▸ What the exercise asks:
What number of lines in the entries hold the string "cabinet"? Answer with it alone.

▸ Data for the task:
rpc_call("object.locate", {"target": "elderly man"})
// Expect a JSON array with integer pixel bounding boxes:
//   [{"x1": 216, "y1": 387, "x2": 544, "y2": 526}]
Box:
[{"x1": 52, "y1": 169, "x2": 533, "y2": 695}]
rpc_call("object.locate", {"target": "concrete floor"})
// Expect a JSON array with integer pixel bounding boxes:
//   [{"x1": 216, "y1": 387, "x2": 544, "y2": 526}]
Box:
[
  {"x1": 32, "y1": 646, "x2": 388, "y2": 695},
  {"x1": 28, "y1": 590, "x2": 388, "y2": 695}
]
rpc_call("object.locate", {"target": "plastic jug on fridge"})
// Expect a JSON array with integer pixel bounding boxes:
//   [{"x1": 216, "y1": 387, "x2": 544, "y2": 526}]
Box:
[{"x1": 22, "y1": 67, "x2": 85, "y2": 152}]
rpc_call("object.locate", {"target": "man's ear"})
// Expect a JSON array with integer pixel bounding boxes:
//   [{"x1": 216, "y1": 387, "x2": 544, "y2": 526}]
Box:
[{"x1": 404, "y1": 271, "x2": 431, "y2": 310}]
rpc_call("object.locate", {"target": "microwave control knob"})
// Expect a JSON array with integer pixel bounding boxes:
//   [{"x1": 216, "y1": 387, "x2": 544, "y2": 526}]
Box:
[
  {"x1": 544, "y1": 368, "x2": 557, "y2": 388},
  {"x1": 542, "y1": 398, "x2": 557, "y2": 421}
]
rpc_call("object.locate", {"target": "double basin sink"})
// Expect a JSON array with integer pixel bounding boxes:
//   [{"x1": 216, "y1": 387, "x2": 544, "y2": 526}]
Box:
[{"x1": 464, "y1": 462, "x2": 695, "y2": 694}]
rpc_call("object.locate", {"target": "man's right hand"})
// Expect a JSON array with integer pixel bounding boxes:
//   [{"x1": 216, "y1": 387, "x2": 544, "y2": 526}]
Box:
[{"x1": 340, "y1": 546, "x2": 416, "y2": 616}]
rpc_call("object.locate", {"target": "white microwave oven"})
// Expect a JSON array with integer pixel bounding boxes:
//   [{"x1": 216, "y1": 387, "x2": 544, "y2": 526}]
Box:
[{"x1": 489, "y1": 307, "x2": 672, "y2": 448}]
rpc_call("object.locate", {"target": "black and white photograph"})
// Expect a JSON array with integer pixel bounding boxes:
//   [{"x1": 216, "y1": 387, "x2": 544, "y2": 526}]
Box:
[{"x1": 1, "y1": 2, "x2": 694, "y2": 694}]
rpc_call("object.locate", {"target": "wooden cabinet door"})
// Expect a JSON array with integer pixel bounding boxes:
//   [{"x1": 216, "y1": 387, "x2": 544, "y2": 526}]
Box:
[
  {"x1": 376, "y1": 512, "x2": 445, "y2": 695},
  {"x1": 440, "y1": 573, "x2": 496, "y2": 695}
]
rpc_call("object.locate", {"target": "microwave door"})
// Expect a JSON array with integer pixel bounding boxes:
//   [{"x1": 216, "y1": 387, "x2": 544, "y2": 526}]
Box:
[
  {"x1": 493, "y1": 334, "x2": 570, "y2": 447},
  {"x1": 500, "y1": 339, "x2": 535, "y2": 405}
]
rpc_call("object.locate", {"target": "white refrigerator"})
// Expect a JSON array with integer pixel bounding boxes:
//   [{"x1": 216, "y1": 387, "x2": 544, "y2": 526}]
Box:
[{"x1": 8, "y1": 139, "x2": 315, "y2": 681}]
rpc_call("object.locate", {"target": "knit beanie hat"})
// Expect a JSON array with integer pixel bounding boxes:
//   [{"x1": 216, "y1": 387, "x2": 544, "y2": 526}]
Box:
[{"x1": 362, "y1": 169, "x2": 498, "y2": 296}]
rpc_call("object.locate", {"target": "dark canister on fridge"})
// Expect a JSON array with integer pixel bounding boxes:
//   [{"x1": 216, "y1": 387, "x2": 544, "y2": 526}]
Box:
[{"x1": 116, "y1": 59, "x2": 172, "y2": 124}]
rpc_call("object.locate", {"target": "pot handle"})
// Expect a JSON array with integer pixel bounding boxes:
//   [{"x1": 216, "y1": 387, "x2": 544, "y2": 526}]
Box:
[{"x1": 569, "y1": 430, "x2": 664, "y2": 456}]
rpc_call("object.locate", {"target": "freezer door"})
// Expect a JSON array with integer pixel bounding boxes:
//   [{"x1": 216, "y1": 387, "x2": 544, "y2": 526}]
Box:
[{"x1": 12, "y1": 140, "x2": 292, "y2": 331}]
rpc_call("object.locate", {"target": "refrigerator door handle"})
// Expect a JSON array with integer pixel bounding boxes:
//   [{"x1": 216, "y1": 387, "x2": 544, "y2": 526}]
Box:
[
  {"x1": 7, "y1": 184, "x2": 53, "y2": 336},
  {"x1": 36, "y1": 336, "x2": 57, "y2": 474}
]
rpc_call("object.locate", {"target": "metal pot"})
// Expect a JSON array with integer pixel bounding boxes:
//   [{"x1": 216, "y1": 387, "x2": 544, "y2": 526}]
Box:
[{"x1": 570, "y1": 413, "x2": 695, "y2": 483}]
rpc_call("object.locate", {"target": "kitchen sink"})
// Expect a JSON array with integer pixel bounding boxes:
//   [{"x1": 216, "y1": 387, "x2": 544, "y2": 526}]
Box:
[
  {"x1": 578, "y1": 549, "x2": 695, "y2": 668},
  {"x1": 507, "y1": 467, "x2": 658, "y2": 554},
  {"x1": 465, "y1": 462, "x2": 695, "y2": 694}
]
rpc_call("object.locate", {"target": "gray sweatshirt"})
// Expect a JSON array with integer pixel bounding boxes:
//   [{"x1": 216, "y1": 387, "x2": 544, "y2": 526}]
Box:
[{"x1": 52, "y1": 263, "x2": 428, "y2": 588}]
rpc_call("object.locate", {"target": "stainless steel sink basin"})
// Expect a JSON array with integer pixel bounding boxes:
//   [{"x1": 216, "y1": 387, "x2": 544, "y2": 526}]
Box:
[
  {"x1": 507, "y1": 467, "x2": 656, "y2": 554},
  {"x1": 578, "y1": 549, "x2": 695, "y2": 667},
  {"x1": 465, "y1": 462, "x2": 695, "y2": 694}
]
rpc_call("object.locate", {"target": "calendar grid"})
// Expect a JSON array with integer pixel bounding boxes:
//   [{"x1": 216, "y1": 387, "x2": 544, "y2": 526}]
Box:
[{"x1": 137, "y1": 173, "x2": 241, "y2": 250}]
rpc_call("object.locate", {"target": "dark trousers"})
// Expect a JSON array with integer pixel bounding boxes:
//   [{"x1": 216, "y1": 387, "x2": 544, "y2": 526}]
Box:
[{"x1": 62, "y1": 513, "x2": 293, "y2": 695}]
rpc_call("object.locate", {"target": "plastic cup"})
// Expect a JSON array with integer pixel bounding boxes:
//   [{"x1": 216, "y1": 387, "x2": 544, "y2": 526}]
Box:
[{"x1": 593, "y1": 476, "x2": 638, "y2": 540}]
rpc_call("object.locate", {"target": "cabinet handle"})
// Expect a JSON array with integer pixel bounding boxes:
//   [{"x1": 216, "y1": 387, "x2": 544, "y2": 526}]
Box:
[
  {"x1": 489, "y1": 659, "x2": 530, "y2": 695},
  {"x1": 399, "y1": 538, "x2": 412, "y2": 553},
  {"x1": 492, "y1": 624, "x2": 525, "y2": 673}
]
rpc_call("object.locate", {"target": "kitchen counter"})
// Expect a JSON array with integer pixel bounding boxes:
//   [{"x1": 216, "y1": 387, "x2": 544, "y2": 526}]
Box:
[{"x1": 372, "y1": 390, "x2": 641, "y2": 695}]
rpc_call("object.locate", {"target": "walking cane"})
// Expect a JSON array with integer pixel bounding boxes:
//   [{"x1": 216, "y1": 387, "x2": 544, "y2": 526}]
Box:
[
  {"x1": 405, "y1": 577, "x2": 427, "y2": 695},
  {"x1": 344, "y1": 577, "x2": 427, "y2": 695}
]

▸ The completed task:
2